THE PROBLEM. Reproduce every line of the material below, beginning with the line containing "Tag orange training" and ending with the line containing "0 269 690 480", both included.

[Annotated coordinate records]
──────────

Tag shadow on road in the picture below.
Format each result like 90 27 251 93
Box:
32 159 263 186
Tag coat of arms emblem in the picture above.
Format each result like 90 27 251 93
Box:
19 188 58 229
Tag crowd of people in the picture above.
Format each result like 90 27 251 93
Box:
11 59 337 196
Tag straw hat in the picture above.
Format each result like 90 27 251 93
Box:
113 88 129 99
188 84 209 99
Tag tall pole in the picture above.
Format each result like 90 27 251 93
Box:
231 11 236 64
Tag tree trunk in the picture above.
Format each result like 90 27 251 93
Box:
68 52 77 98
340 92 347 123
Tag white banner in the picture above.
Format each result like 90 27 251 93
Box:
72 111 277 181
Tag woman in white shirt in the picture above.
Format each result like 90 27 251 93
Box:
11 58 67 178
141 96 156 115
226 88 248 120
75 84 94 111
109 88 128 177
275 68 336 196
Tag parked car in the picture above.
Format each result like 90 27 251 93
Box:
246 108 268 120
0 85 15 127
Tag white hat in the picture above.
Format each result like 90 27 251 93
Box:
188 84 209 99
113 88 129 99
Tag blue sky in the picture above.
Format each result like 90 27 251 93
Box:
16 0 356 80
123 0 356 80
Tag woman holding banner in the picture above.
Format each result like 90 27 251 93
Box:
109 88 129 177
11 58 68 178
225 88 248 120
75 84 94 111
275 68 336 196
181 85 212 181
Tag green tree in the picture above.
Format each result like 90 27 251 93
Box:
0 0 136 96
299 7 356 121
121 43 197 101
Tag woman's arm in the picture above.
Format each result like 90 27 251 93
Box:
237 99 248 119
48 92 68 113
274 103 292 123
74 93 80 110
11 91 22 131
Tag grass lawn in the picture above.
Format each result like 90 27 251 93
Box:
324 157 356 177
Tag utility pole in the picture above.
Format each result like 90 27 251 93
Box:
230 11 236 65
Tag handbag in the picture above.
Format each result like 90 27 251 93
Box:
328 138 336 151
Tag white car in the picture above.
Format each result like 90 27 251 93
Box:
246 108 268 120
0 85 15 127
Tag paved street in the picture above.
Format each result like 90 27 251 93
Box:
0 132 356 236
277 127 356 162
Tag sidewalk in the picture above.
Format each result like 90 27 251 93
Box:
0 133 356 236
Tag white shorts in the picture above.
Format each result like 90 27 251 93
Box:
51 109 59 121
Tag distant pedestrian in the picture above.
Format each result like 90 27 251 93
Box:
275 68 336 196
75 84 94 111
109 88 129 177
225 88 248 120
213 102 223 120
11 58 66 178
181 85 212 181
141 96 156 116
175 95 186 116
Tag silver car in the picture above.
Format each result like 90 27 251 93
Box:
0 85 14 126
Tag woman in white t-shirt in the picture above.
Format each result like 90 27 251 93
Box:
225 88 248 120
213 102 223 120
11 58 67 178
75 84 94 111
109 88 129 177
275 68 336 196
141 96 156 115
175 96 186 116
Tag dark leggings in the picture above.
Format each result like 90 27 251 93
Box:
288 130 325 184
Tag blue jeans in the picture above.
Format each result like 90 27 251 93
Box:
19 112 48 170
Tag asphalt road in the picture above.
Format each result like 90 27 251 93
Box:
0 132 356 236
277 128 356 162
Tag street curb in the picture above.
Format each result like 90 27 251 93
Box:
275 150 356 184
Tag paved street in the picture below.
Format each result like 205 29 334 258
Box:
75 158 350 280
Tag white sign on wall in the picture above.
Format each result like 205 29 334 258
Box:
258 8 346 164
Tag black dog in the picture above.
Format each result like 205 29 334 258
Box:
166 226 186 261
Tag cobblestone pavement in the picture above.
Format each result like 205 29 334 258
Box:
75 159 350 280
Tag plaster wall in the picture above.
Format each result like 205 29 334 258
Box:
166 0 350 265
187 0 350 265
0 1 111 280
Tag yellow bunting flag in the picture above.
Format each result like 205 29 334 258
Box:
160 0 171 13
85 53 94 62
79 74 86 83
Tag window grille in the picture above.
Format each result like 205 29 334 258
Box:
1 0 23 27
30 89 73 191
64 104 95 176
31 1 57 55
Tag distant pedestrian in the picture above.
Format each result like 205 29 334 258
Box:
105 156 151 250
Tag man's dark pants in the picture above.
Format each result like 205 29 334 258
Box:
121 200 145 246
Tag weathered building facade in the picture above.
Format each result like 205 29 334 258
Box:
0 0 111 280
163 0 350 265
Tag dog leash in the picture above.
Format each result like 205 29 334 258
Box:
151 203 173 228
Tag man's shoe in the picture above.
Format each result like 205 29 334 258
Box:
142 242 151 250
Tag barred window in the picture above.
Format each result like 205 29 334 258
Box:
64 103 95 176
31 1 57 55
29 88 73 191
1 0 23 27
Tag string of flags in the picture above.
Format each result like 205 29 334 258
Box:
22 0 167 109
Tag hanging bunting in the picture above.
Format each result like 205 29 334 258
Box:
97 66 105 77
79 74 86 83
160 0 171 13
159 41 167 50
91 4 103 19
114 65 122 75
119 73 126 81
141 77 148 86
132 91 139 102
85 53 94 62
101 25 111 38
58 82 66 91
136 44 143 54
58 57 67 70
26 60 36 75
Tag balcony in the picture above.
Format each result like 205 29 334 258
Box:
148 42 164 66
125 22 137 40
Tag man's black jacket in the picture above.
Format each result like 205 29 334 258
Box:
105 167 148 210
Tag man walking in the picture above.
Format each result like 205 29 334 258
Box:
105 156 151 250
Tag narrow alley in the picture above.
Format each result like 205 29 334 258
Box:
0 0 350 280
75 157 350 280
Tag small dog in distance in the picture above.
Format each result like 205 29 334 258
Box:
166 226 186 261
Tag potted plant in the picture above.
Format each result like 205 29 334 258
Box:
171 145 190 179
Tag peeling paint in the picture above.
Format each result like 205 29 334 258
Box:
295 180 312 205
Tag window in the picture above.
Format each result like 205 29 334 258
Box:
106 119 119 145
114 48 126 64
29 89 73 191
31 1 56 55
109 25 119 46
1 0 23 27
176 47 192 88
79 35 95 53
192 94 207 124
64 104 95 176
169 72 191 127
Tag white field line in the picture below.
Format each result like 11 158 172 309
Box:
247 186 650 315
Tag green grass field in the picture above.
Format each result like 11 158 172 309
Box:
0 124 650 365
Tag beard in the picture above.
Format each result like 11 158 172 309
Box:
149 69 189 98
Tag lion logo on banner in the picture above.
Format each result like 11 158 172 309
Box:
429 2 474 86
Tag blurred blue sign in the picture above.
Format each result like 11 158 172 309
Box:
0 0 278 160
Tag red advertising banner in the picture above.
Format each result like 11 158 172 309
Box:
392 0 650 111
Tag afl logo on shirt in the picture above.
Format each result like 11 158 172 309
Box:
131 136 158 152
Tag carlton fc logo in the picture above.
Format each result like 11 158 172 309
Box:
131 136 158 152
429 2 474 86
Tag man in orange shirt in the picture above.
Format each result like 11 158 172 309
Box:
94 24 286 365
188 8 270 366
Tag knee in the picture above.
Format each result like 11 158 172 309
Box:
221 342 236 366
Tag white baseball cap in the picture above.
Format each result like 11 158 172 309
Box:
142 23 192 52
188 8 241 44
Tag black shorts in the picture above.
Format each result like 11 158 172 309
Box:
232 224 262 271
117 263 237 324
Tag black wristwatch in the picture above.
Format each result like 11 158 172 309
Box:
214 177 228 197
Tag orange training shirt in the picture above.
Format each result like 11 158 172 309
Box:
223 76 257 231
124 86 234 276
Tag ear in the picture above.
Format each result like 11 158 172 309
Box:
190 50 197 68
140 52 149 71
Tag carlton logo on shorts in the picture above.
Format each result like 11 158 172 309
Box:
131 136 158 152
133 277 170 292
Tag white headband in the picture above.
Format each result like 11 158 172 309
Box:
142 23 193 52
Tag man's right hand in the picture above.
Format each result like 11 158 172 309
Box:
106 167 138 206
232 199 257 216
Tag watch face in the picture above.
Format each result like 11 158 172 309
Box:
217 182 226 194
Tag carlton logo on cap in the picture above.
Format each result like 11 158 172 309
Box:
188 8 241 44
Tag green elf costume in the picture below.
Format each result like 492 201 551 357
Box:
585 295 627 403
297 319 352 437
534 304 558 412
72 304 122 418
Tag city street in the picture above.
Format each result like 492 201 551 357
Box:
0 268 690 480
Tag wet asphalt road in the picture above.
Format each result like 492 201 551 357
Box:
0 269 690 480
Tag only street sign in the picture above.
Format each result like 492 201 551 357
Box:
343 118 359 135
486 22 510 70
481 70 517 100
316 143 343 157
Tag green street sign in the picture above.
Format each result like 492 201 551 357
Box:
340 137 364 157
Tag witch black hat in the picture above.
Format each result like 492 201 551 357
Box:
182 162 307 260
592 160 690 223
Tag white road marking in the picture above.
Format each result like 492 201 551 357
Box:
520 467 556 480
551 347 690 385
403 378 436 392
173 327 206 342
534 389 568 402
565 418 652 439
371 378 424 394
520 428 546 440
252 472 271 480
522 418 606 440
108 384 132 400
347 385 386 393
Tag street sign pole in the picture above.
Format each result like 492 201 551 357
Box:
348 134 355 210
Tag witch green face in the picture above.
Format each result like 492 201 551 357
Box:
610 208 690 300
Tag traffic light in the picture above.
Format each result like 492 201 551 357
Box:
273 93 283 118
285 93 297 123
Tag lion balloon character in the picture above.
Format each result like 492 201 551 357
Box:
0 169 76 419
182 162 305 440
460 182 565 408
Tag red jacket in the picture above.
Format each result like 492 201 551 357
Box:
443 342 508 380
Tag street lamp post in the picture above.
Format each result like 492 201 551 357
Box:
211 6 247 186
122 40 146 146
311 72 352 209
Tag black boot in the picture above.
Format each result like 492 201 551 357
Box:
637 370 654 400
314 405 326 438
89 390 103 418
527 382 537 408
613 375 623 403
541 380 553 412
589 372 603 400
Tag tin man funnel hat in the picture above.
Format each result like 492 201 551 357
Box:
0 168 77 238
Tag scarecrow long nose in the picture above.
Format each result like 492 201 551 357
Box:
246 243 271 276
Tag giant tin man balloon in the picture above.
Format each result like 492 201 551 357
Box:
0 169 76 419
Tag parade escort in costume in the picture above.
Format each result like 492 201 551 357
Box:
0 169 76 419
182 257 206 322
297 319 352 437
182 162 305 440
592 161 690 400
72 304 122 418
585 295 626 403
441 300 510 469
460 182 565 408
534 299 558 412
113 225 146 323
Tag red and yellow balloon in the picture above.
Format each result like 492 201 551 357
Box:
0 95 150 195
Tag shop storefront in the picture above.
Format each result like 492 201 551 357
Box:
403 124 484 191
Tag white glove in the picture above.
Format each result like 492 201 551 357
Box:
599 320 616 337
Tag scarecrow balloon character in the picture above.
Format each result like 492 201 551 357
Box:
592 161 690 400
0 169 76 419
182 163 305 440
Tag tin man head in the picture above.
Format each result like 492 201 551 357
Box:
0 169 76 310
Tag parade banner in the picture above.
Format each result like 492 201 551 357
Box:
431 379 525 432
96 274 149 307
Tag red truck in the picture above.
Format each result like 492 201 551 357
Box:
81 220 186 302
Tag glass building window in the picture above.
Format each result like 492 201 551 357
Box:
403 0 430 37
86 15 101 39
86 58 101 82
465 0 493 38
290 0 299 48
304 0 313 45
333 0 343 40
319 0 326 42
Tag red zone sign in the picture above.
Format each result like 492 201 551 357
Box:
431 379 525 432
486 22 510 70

──────────

OUTPUT.
Tag orange training shirt in the picture above.
Format each result like 11 158 172 309
Box:
223 76 257 231
124 86 234 276
Tag ear in the picture above.
Format each result like 11 158 172 309
Box:
190 50 197 68
140 52 149 71
Tag carlton logo on shorts in the picture above.
Format each result like 11 158 172 309
Box:
131 136 158 152
133 277 170 292
Tag white headband in the picture above.
Format each result like 11 158 172 309
Box:
142 23 193 52
Tag man's right hand in the picture above.
Format each result like 11 158 172 309
Box:
106 167 138 206
232 199 257 216
Tag watch face in the picture above.
Format each result like 11 158 172 309
Box:
217 182 226 194
Tag carlton logo on cap in the picture above.
Format each result like 11 158 172 309
Box:
188 8 241 44
Tag green elf costume in the picture below.
Format each result like 492 201 551 357
Box:
585 295 627 403
297 319 352 437
534 304 558 412
72 304 122 418
Tag city street in the picture above.
Format each result like 492 201 551 357
Box:
0 268 690 480
Tag wet asphalt road in the picture above.
Format each result like 492 201 551 357
Box:
0 269 690 480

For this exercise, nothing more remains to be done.